● Problem to work on
Convert every line of the records below into a Markdown table with the columns Row and Line. Number the rows in order and leave out blank lines.

● Entries provided
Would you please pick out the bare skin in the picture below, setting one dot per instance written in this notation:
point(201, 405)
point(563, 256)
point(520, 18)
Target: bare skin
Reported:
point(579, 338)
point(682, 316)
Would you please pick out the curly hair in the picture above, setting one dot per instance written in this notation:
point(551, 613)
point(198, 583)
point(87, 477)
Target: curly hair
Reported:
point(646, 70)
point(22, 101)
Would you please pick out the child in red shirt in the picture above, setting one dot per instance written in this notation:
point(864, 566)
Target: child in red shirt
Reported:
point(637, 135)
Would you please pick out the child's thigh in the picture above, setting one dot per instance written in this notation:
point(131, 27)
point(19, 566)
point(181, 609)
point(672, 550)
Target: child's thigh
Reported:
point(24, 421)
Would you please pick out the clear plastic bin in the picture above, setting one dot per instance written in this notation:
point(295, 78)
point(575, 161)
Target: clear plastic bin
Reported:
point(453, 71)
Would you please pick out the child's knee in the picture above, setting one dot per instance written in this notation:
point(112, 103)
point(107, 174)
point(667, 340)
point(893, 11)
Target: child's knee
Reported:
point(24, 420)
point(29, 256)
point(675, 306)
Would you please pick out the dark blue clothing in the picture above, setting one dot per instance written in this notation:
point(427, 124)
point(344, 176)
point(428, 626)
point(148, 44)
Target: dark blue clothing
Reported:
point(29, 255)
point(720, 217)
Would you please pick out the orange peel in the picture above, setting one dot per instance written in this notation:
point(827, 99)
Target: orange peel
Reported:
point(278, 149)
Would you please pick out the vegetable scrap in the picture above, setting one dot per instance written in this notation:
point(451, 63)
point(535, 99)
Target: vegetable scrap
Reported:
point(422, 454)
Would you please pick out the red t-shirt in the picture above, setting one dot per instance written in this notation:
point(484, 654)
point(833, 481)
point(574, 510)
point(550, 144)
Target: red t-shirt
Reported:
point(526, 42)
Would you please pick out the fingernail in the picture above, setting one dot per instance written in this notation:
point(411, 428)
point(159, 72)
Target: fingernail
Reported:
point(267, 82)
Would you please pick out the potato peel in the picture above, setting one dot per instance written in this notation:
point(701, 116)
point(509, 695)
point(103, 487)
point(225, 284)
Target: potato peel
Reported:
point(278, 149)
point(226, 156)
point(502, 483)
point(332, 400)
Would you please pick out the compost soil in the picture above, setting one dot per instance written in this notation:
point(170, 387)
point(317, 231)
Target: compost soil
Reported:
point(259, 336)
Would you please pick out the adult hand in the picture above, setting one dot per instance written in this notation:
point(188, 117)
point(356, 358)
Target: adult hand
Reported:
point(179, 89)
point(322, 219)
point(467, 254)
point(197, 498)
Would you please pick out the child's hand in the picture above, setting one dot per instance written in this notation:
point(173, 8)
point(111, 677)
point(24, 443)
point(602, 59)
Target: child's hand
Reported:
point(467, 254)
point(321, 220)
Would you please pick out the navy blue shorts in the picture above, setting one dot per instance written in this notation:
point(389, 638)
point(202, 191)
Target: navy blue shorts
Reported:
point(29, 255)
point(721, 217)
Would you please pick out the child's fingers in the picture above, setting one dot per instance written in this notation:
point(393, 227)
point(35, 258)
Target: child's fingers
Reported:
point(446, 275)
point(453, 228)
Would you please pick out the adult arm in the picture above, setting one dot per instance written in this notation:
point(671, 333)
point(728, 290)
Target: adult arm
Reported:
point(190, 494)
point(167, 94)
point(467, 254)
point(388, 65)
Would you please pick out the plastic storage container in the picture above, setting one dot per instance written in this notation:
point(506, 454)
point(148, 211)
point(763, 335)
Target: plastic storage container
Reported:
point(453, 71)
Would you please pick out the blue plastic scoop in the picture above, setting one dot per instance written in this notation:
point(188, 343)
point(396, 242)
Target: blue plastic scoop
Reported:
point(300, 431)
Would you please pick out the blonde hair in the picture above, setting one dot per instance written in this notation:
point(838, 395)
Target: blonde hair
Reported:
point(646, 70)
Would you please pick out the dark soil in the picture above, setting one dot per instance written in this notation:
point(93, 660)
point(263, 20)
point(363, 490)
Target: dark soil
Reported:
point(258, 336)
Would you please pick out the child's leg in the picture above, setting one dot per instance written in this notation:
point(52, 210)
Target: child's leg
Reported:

● Solution to this task
| Row | Line |
|---|---|
| 1 | Would you please pick out the bare skin in the picture below, setting one dot per instance written in this notation: |
| 2 | point(201, 405) |
| 3 | point(563, 256) |
| 4 | point(520, 18) |
| 5 | Target: bare skin |
| 6 | Reported: |
| 7 | point(579, 338) |
| 8 | point(682, 316) |
| 9 | Would you please pick out the curly hair in the picture above, setting one dot per instance written in this notation: |
| 10 | point(551, 613) |
| 11 | point(198, 583) |
| 12 | point(87, 477) |
| 13 | Target: curly hair |
| 14 | Reported: |
| 15 | point(646, 70) |
| 16 | point(22, 101) |
| 17 | Would you please pick out the child in red shirt in the picture above, setting one dot per instance written in this notation: |
| 18 | point(864, 566) |
| 19 | Target: child in red shirt |
| 20 | Reported: |
| 21 | point(637, 135) |
| 22 | Would you please pick out the child's thigh in the picture above, setting one dot per instance written in this notation: |
| 23 | point(131, 27) |
| 24 | point(19, 566) |
| 25 | point(181, 609) |
| 26 | point(672, 550) |
| 27 | Target: child's thigh |
| 28 | Reported: |
| 29 | point(24, 421) |
| 30 | Would you please pick out the clear plastic bin in the picture above, setting one dot per instance written in this notation: |
| 31 | point(295, 78) |
| 32 | point(575, 161) |
| 33 | Target: clear plastic bin |
| 34 | Reported: |
| 35 | point(453, 71) |
| 36 | Would you please pick out the child's knee in the picture above, setting one dot per instance written in this notation: |
| 37 | point(112, 103) |
| 38 | point(107, 174) |
| 39 | point(667, 340) |
| 40 | point(893, 11) |
| 41 | Target: child's knee |
| 42 | Reported: |
| 43 | point(24, 420) |
| 44 | point(29, 256) |
| 45 | point(675, 306) |
| 46 | Would you please pick out the dark blue clothing in the picture above, setting one dot per instance written in this notation: |
| 47 | point(427, 124) |
| 48 | point(344, 176) |
| 49 | point(428, 626) |
| 50 | point(148, 44) |
| 51 | Target: dark blue clothing |
| 52 | Reported: |
| 53 | point(29, 255) |
| 54 | point(720, 217) |
| 55 | Would you please pick out the orange peel in the picture above, setting one dot per instance written in this notation: |
| 56 | point(827, 99) |
| 57 | Target: orange peel |
| 58 | Reported: |
| 59 | point(278, 149) |
| 60 | Would you please pick out the vegetable scrap in the picture above, setting one dot per instance written in this notation: |
| 61 | point(451, 63) |
| 62 | point(535, 99) |
| 63 | Target: vegetable scrap |
| 64 | Reported: |
| 65 | point(422, 454) |
| 66 | Would you please pick out the red t-shirt in the picture above, setting one dot per instance written in this notation: |
| 67 | point(484, 654) |
| 68 | point(833, 481) |
| 69 | point(574, 510) |
| 70 | point(550, 144) |
| 71 | Target: red t-shirt |
| 72 | Reported: |
| 73 | point(526, 42) |
| 74 | Would you please pick out the fingernail in the picture above, setting one dot per instance written in this notation: |
| 75 | point(411, 428) |
| 76 | point(159, 72) |
| 77 | Target: fingernail |
| 78 | Reported: |
| 79 | point(267, 82) |
| 80 | Would you please pick out the potato peel in the picture above, setting one dot per instance written in this notation: |
| 81 | point(701, 116) |
| 82 | point(509, 695) |
| 83 | point(103, 487) |
| 84 | point(225, 284) |
| 85 | Target: potato peel |
| 86 | Reported: |
| 87 | point(278, 149) |
| 88 | point(226, 156) |
| 89 | point(502, 483) |
| 90 | point(332, 400) |
| 91 | Would you please pick out the compost soil in the picture above, setting one dot per instance written in this notation: |
| 92 | point(170, 387) |
| 93 | point(317, 231) |
| 94 | Target: compost soil |
| 95 | Reported: |
| 96 | point(259, 336) |
| 97 | Would you please pick out the adult hand in the picture above, setting one dot per instance written in this notation: |
| 98 | point(188, 117) |
| 99 | point(356, 358) |
| 100 | Target: adult hand |
| 101 | Reported: |
| 102 | point(179, 89) |
| 103 | point(322, 219) |
| 104 | point(467, 254) |
| 105 | point(197, 498) |
| 106 | Would you please pick out the child's hand in the picture above, setting one dot per instance written in this notation: |
| 107 | point(173, 8) |
| 108 | point(111, 677) |
| 109 | point(24, 443) |
| 110 | point(602, 59) |
| 111 | Target: child's hand |
| 112 | Reported: |
| 113 | point(467, 254) |
| 114 | point(321, 220) |
| 115 | Would you please pick out the navy blue shorts in the picture above, setting one dot per instance written in this notation: |
| 116 | point(389, 638) |
| 117 | point(202, 191) |
| 118 | Target: navy blue shorts |
| 119 | Reported: |
| 120 | point(29, 255) |
| 121 | point(721, 217) |
| 122 | Would you please pick out the child's fingers in the picture above, setting one dot per instance written in this notation: |
| 123 | point(393, 227) |
| 124 | point(35, 258) |
| 125 | Target: child's fingers |
| 126 | Reported: |
| 127 | point(446, 275) |
| 128 | point(453, 228) |
| 129 | Would you please pick out the adult arm in the picture above, setting one dot per instance written in this notation: |
| 130 | point(671, 333) |
| 131 | point(728, 290) |
| 132 | Target: adult arm |
| 133 | Reported: |
| 134 | point(190, 494) |
| 135 | point(167, 94) |
| 136 | point(467, 254) |
| 137 | point(388, 65) |
| 138 | Would you please pick out the plastic storage container in the picture above, setting one dot per instance written in this notation: |
| 139 | point(506, 454) |
| 140 | point(148, 211) |
| 141 | point(763, 335) |
| 142 | Target: plastic storage container |
| 143 | Reported: |
| 144 | point(453, 71) |
| 145 | Would you please pick out the blue plastic scoop in the picture above, setting one dot per instance written in this notation: |
| 146 | point(188, 343) |
| 147 | point(396, 242) |
| 148 | Target: blue plastic scoop |
| 149 | Reported: |
| 150 | point(300, 431) |
| 151 | Would you please pick out the blonde hair in the picture above, setting one dot per instance written in this notation: |
| 152 | point(838, 395) |
| 153 | Target: blonde hair |
| 154 | Reported: |
| 155 | point(646, 70) |
| 156 | Would you please pick out the dark soil in the picture above, setting one dot per instance written in this notation: |
| 157 | point(93, 660) |
| 158 | point(263, 20) |
| 159 | point(363, 490) |
| 160 | Target: dark soil |
| 161 | Reported: |
| 162 | point(258, 336) |
| 163 | Would you please pick out the child's leg in the picture above, setting one dot per instance written in this notation: |
| 164 | point(52, 210) |
| 165 | Target: child's leg |
| 166 | Reported: |